Problem requirements: Update everything from the line that contains "What is the bounding box of the blue sky?" down to the line that contains "[0,0,116,20]" by replacing "bird's" with "kingfisher's" and leaving everything else unchanged. Return only those lines, and leave the pictures out.

Region annotation entries:
════════

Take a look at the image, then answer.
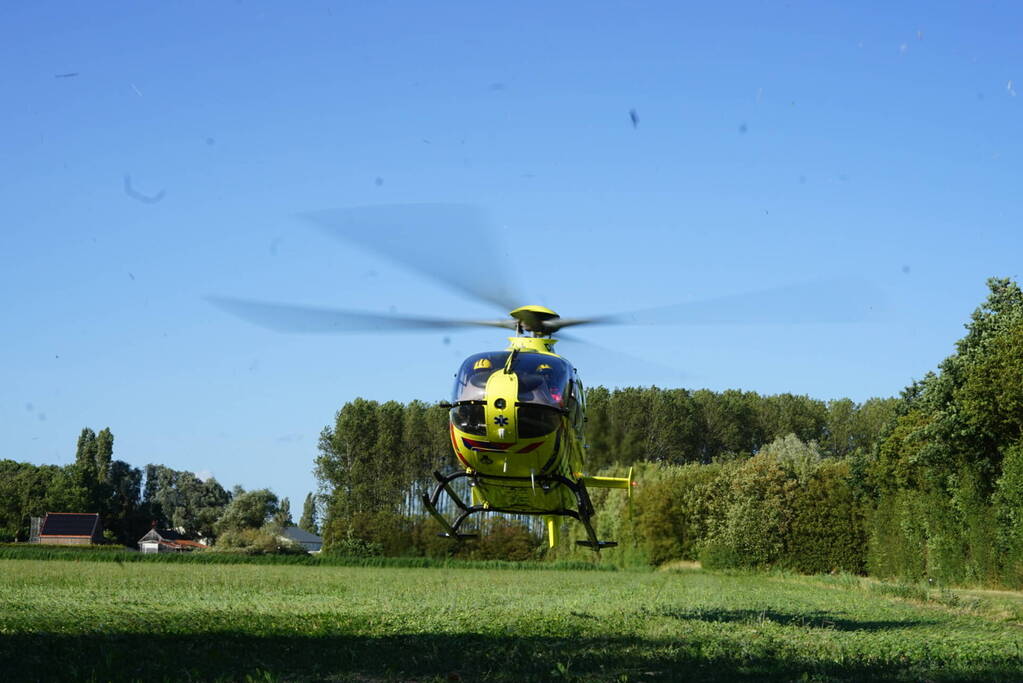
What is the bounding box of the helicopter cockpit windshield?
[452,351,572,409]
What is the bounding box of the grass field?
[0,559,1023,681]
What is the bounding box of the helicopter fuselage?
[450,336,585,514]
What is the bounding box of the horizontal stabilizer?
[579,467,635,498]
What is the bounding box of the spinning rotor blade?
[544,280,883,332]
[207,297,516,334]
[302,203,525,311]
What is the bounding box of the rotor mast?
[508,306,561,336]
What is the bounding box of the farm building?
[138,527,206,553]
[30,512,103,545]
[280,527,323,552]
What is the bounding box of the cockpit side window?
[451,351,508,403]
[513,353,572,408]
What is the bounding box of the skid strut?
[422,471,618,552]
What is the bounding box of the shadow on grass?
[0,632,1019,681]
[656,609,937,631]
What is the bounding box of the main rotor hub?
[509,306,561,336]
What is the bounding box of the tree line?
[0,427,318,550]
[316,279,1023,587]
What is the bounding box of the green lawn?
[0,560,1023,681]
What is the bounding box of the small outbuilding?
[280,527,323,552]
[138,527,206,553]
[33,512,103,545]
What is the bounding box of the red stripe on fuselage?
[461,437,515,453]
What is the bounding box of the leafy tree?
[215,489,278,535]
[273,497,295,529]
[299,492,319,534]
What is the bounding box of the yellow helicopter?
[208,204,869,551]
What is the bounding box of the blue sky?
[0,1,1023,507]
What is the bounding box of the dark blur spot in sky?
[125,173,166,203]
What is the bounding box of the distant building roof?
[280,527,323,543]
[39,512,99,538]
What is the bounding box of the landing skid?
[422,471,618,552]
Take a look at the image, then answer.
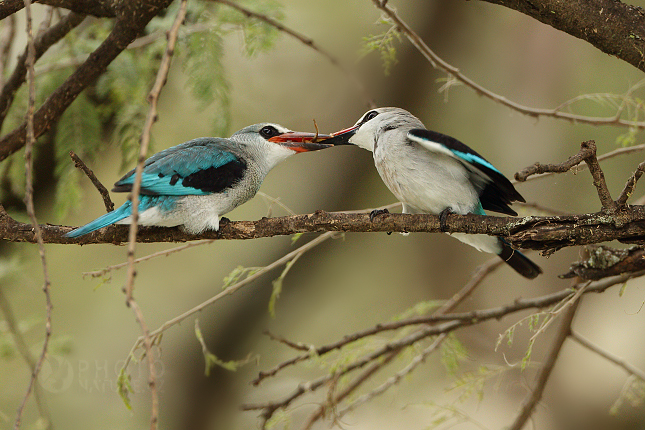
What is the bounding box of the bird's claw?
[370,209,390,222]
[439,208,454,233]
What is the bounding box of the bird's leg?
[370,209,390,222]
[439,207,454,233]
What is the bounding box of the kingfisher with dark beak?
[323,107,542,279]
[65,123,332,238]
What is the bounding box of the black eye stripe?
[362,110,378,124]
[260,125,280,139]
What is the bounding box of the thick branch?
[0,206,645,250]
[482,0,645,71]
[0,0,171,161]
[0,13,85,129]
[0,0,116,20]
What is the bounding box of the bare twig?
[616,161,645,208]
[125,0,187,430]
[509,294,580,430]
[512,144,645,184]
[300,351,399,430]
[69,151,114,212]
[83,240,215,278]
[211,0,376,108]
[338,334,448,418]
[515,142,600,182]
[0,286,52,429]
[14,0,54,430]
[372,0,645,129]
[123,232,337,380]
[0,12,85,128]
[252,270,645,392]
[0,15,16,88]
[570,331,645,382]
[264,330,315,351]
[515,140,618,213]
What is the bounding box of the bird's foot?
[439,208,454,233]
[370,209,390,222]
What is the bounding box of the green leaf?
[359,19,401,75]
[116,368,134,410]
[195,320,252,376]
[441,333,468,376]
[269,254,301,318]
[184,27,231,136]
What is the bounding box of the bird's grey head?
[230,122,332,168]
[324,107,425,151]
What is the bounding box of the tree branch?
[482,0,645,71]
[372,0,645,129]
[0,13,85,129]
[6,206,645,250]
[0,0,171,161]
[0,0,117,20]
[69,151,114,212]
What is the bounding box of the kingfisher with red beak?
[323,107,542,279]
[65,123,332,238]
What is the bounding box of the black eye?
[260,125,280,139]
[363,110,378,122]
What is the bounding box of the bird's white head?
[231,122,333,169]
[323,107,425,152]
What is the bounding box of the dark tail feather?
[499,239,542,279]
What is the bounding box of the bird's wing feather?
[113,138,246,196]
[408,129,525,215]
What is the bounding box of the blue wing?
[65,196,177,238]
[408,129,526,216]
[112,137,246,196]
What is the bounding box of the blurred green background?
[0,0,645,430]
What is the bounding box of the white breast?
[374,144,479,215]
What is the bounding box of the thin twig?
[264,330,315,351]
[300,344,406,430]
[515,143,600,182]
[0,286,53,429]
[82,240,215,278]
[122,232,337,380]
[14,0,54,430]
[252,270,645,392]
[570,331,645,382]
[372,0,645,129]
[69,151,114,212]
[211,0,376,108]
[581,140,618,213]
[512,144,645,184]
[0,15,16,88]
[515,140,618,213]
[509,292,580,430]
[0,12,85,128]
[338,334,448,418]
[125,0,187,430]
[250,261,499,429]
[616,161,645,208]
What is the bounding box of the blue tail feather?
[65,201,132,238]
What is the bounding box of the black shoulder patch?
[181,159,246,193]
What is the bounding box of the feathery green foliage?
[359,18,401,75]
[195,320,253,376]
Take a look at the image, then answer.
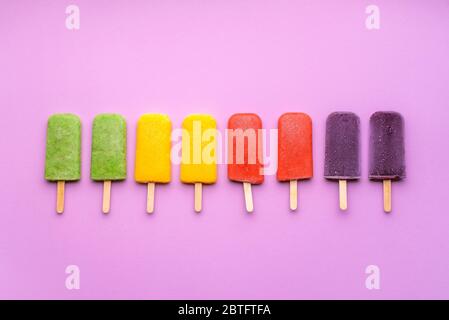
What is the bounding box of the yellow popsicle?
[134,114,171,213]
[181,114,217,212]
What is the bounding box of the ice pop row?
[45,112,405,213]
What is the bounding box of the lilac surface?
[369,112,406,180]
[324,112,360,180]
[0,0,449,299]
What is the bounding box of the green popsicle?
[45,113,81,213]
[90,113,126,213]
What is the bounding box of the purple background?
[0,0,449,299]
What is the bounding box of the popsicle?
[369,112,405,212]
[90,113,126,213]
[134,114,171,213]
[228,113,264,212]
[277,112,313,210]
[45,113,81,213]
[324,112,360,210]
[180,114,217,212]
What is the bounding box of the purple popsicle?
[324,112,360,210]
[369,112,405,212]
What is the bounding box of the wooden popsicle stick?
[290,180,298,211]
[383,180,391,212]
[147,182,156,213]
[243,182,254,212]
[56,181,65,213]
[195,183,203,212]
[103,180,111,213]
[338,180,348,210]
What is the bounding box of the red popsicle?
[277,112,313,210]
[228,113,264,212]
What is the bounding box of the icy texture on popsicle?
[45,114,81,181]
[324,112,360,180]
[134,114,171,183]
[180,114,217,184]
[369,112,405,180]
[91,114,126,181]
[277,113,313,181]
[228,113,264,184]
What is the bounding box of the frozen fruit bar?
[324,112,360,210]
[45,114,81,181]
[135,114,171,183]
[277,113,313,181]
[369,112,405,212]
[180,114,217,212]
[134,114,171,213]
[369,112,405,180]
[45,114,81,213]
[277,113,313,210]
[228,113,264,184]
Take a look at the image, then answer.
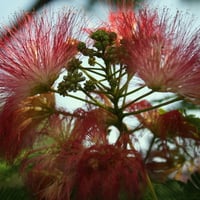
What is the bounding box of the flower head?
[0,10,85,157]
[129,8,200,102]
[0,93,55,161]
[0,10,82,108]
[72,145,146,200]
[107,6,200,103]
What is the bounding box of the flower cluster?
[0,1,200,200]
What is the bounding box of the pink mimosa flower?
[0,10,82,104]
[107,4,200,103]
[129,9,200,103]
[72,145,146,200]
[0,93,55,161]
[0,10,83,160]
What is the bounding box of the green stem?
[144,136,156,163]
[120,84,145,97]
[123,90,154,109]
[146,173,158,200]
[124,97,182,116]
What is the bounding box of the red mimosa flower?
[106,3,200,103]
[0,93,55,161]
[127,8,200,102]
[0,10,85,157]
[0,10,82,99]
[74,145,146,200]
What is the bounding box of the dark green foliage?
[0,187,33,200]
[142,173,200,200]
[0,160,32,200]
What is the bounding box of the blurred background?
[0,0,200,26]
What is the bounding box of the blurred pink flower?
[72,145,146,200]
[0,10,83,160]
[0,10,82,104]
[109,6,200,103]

════════

Exercise result:
What is the bounding box of the blue sky?
[0,1,1023,507]
What is the bounding box of the dark blur spot in sky?
[125,173,166,203]
What is the bounding box of the distant building roof?
[280,527,323,543]
[39,512,99,538]
What is the bounding box of the landing skid?
[422,471,618,552]
Take a look at the image, then answer.
What is the bounding box of the kingfisher's claw?
[370,209,390,222]
[439,208,454,233]
What is the bounding box of the kingfisher's leg?
[370,209,390,222]
[439,207,454,233]
What is the bounding box of the kingfisher with dark beak?
[323,107,542,279]
[65,123,332,238]
What is the bounding box of the black eye stripe?
[362,110,378,124]
[260,125,280,139]
What is the bounding box of the thick branch?
[0,206,645,250]
[482,0,645,71]
[0,0,171,161]
[0,13,85,129]
[0,0,116,20]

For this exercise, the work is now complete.